Saved data entries -

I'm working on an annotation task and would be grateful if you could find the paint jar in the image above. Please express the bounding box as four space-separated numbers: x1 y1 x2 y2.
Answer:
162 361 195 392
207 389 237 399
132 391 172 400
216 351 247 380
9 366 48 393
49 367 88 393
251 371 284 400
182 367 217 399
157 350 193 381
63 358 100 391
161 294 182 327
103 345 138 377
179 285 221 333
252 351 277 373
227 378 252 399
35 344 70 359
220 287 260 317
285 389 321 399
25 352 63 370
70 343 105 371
* * *
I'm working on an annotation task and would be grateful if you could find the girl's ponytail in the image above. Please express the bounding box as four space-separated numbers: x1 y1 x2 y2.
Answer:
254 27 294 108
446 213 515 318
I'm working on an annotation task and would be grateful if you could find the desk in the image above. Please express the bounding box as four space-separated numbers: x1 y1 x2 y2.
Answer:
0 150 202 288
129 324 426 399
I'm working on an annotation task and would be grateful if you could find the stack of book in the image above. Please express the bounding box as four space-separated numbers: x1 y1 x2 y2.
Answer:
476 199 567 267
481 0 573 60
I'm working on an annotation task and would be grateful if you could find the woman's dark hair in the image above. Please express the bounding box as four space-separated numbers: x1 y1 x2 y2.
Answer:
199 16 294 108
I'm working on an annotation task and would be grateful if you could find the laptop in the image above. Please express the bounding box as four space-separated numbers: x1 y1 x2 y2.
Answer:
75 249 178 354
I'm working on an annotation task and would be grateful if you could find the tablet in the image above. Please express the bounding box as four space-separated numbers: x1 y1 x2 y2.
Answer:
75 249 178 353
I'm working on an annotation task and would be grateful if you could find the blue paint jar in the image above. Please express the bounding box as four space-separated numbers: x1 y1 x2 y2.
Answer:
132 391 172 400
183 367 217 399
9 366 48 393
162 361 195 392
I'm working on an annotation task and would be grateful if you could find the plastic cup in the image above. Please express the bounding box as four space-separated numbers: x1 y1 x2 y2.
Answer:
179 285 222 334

Brief - What is the number of lines in the records above that include the word "paint"? Reply with that number and nothing more.

Exercise output - 2